→ **Input for this task**
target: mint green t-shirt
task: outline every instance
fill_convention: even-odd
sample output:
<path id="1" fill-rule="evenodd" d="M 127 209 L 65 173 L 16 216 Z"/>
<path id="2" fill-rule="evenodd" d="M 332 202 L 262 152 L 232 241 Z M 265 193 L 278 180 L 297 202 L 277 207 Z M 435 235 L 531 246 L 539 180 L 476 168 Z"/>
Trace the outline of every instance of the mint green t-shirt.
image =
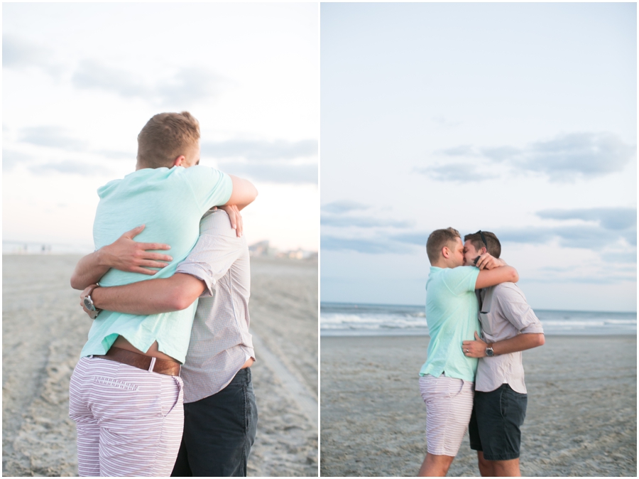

→ **Task goal**
Please reproduce the lines above word for word, omitting the picture.

→ **Exercise answer**
target: mint green t-shirt
task: outline every instance
fill_convention: even-odd
sample output:
<path id="1" fill-rule="evenodd" d="M 127 209 L 65 173 L 16 216 Z"/>
<path id="2" fill-rule="evenodd" d="M 332 202 L 262 152 L 232 241 Z M 265 193 L 278 180 L 297 202 L 277 207 Z M 435 235 L 531 246 L 539 180 L 476 168 Z"/>
Trace the outline of every instance of the mint green t-shirt.
image =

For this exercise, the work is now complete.